DOCUMENT PASSAGE
**********

How to Remove a Water Pump in a Ford Taurusby Jeffrey Caldwell
The Ford Taurus uses an electrical water pump to circulate engine coolant throughout the engine. The electric motor inside the pump can burn out, or the seals inside the pump may begin to leak, causing the Ford Taurus engine to overheat/ This can cause sever damage to the engine. The water pump should be replaced at the first sign of trouble.
Disconnect the ground cable from the negative battery terminal by using a wrench to loosen the retaining bolt. Pull the clamp off the terminal.
Locate the petcock valve on the lower right corner of the radiator. Place a waste oil collection pan underneath the valve. Open the valve by using a needle nose pilers to turn it counterclockwise. Once all the coolant has drained out close the petcock valve.

**********

Records from a collection

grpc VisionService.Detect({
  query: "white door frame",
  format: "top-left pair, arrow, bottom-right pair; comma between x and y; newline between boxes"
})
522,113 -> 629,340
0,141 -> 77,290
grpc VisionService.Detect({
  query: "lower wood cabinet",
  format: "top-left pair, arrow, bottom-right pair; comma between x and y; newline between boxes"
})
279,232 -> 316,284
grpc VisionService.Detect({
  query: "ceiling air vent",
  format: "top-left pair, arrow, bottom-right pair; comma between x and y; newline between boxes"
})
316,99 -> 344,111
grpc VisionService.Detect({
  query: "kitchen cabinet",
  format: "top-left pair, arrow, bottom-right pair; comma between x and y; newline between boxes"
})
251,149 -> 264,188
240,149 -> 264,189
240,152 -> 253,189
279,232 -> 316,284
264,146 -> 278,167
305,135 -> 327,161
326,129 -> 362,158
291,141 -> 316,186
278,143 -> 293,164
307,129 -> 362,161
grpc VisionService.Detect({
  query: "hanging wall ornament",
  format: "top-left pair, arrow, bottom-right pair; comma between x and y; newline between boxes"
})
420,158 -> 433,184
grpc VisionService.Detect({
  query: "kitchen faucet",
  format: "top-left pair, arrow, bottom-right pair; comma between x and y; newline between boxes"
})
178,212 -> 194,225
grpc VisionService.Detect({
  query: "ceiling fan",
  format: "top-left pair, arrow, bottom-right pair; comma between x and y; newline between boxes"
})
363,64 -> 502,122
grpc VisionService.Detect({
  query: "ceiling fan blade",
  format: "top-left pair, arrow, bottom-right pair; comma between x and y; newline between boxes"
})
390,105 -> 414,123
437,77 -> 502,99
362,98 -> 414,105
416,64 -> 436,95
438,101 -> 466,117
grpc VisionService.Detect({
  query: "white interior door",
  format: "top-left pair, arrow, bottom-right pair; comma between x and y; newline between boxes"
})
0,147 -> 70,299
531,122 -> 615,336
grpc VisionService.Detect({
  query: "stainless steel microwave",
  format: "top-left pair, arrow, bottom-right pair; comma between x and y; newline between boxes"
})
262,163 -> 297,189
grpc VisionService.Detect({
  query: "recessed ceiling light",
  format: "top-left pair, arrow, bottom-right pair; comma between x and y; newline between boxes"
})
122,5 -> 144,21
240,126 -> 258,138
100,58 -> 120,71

**********

SET OF TASKS
1. Recast the entries as a Markdown table with the columns "No." and "Line," leaving out blank lines. Include only the part that opens with the first line of the entries and closes with the line containing "420,158 -> 433,184".
2. Continue the guide on removing the water pump from a Ford Taurus, picking up after its final step.

EXPECTED RESULTS
1.
| No. | Line |
|---|---|
| 1 | grpc VisionService.Detect({ |
| 2 |   query: "white door frame", |
| 3 |   format: "top-left pair, arrow, bottom-right pair; comma between x and y; newline between boxes" |
| 4 | }) |
| 5 | 522,113 -> 629,340 |
| 6 | 0,141 -> 77,290 |
| 7 | grpc VisionService.Detect({ |
| 8 |   query: "lower wood cabinet", |
| 9 |   format: "top-left pair, arrow, bottom-right pair; comma between x and y; newline between boxes" |
| 10 | }) |
| 11 | 279,232 -> 316,284 |
| 12 | grpc VisionService.Detect({ |
| 13 |   query: "ceiling air vent", |
| 14 |   format: "top-left pair, arrow, bottom-right pair; comma between x and y; newline between boxes" |
| 15 | }) |
| 16 | 316,99 -> 344,111 |
| 17 | grpc VisionService.Detect({ |
| 18 |   query: "kitchen cabinet", |
| 19 |   format: "top-left pair, arrow, bottom-right pair; comma between x and y; newline between boxes" |
| 20 | }) |
| 21 | 251,149 -> 264,188 |
| 22 | 240,149 -> 264,189 |
| 23 | 240,152 -> 253,189 |
| 24 | 279,232 -> 316,284 |
| 25 | 264,146 -> 278,167 |
| 26 | 305,135 -> 327,161 |
| 27 | 326,129 -> 362,158 |
| 28 | 291,141 -> 316,186 |
| 29 | 278,143 -> 293,164 |
| 30 | 307,129 -> 362,161 |
| 31 | grpc VisionService.Detect({ |
| 32 |   query: "hanging wall ornament", |
| 33 |   format: "top-left pair, arrow, bottom-right pair; comma between x and y; newline between boxes" |
| 34 | }) |
| 35 | 420,158 -> 433,184 |

2.
Loosen the hose clamp that secures the inlet tube to the water pump and pull the tube off the pump.
Insert a 1/2-inch drive breaker bar into the belt tensioner. Turn the breaker bar clockwise to release the tension on the belt and remove the belt.
Loosen the hose clamp that secures the heater hose to the water pump and pull hose off the pump.
Remove the bolts that secure the water pump to the engine block.
Lift the water pump out of the engine and remove it from the vehicle.
- "Chilton Ford Taurus/Sable 1996 through 2005 Repair Manual;" Eric Mihalyi; 2007
- Take a picture or make a sketch of how the serpentine belt is installed on the engine before you remove it. It will help during reassembly.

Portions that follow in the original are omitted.